## REQUIRED ACTION
Would you give again, exactly, the lines running from the line with "Exercise. Point to the spotted" to the end of the data below, both included?
------ DATA FOR PROCESSING ------
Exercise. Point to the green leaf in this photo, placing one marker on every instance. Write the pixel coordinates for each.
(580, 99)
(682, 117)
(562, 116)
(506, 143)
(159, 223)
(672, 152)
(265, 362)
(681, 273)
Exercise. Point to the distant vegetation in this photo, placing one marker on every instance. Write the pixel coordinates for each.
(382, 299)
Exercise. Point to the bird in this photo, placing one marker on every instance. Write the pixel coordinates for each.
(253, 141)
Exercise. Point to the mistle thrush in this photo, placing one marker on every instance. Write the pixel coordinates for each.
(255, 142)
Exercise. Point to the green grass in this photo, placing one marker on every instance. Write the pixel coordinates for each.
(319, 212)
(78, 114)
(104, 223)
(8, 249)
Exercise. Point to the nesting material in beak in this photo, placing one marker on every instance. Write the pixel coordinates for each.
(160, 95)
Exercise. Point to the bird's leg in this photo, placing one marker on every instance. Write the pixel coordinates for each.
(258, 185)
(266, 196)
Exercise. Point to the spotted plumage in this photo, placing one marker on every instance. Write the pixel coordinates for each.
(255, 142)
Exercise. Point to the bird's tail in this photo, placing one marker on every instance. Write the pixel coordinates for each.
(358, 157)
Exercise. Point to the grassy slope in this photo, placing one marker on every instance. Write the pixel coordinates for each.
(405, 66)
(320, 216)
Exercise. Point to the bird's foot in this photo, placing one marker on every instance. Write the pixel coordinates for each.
------
## SOLUTION TO THE EXERCISE
Exercise. Point to the spotted plumage in this photo, placing one marker on every instance. Write the pixel coordinates for each.
(255, 142)
Exercise. Point to the bird's tail in this photo, placing one marker on every instance. Write the pixel coordinates for each.
(358, 157)
Exercise. Point to the grassy slope in this photo, placing one marker on every instance. Write the pixel coordinates for each.
(405, 66)
(320, 216)
Exercise. Point to the bird's foot in this photo, placing one marker on every instance. Write the pixel coordinates for each.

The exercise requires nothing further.